### Stored data entries
Content starts

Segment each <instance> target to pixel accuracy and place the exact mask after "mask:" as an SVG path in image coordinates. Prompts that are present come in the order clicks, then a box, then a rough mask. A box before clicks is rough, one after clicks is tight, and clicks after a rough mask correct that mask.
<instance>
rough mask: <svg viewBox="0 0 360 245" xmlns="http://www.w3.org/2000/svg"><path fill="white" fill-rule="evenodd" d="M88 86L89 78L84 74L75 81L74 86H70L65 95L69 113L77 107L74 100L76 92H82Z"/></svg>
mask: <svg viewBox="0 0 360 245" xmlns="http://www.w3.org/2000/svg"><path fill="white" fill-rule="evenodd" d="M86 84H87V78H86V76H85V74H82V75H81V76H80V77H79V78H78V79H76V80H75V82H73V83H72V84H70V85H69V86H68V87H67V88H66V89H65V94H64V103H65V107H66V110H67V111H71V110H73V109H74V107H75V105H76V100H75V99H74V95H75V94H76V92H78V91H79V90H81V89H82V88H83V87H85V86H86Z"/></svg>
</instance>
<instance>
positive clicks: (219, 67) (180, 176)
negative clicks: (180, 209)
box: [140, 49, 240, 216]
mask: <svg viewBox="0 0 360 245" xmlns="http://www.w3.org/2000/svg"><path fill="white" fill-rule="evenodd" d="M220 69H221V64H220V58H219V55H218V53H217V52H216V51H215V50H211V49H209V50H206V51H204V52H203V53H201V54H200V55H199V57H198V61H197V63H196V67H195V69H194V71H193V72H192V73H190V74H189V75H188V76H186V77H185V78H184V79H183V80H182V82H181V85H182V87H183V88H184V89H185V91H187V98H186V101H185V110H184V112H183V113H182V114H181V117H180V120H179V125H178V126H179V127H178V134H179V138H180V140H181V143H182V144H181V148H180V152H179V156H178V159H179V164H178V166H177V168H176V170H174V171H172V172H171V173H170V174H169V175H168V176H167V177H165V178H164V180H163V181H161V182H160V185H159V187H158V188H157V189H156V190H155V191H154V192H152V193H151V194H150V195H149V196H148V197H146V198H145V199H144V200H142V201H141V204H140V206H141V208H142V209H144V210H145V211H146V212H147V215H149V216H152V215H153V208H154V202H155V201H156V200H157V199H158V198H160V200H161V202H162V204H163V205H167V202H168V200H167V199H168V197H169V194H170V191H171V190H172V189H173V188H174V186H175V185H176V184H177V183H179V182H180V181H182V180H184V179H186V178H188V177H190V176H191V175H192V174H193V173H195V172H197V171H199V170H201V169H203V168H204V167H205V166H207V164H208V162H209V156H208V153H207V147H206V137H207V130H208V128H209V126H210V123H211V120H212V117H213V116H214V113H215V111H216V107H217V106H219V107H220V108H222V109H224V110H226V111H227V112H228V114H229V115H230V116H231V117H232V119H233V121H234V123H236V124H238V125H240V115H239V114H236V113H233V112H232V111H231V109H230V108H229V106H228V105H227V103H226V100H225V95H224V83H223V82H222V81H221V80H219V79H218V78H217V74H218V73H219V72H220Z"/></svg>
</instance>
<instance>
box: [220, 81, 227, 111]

Content ends

### Exercise
Could you write out all the entries word for word?

### Output for this task
Segment each <instance> target to pixel accuracy and place the exact mask after "mask:" as an SVG path in image coordinates. Prompts that are present come in the order clicks, then a box, then a rough mask. A box before clicks is rough, one after clicks is tight, and clicks after a rough mask correct that mask.
<instance>
rough mask: <svg viewBox="0 0 360 245" xmlns="http://www.w3.org/2000/svg"><path fill="white" fill-rule="evenodd" d="M88 86L89 78L84 74L75 81L74 86H70L65 95L69 113L77 107L74 100L76 92H82Z"/></svg>
mask: <svg viewBox="0 0 360 245" xmlns="http://www.w3.org/2000/svg"><path fill="white" fill-rule="evenodd" d="M86 84H87V78H86V76H85V74H82V75H81V76H80V77H79V78H78V79H76V80H75V82H73V83H72V84H70V85H69V86H68V87H67V88H66V89H65V94H64V103H65V107H66V110H67V111H71V110H73V109H74V107H75V105H76V100H75V99H74V95H75V94H76V92H78V91H79V90H81V89H82V88H83V87H85V86H86Z"/></svg>
</instance>
<instance>
positive clicks: (219, 67) (180, 176)
negative clicks: (180, 209)
box: [140, 49, 240, 216]
mask: <svg viewBox="0 0 360 245" xmlns="http://www.w3.org/2000/svg"><path fill="white" fill-rule="evenodd" d="M220 69H221V64H220V58H219V55H218V53H217V52H216V51H215V50H211V49H209V50H206V51H204V52H203V53H201V54H200V55H199V57H198V61H197V63H196V67H195V69H194V71H193V72H192V73H190V74H189V75H188V76H186V77H185V78H184V79H183V80H182V82H181V85H182V87H183V88H184V89H185V91H187V98H186V101H185V110H184V112H183V113H182V114H181V117H180V120H179V125H178V126H179V127H178V134H179V138H180V140H181V143H182V144H181V148H180V152H179V156H178V159H179V164H178V166H177V168H176V170H174V171H172V172H171V173H170V174H169V175H168V176H167V177H165V178H164V180H163V181H161V182H160V185H159V187H158V188H157V189H156V190H155V191H154V192H152V193H151V194H150V195H149V196H148V197H146V198H145V199H144V200H142V201H141V204H140V206H141V208H142V209H144V210H145V211H146V212H147V215H149V216H152V215H153V208H154V202H155V201H156V200H157V199H158V198H160V200H161V202H162V204H163V205H167V202H168V200H167V199H168V197H169V194H170V191H171V190H172V189H173V188H174V186H175V185H176V184H177V183H179V182H180V181H182V180H184V179H186V178H188V177H190V176H191V175H192V174H193V173H195V172H197V171H199V170H201V169H203V168H204V167H205V166H207V164H208V162H209V156H208V153H207V147H206V137H207V130H208V128H209V126H210V123H211V120H212V117H213V116H214V113H215V111H216V107H217V106H219V107H220V108H222V109H224V110H226V111H227V112H228V114H229V115H230V116H231V117H232V119H233V121H234V123H236V124H238V125H240V115H239V114H236V113H233V112H232V111H231V109H230V108H229V106H228V105H227V103H226V100H225V95H224V83H223V82H222V81H221V80H219V79H218V78H217V74H218V73H219V72H220Z"/></svg>
</instance>
<instance>
box: [220, 81, 227, 111]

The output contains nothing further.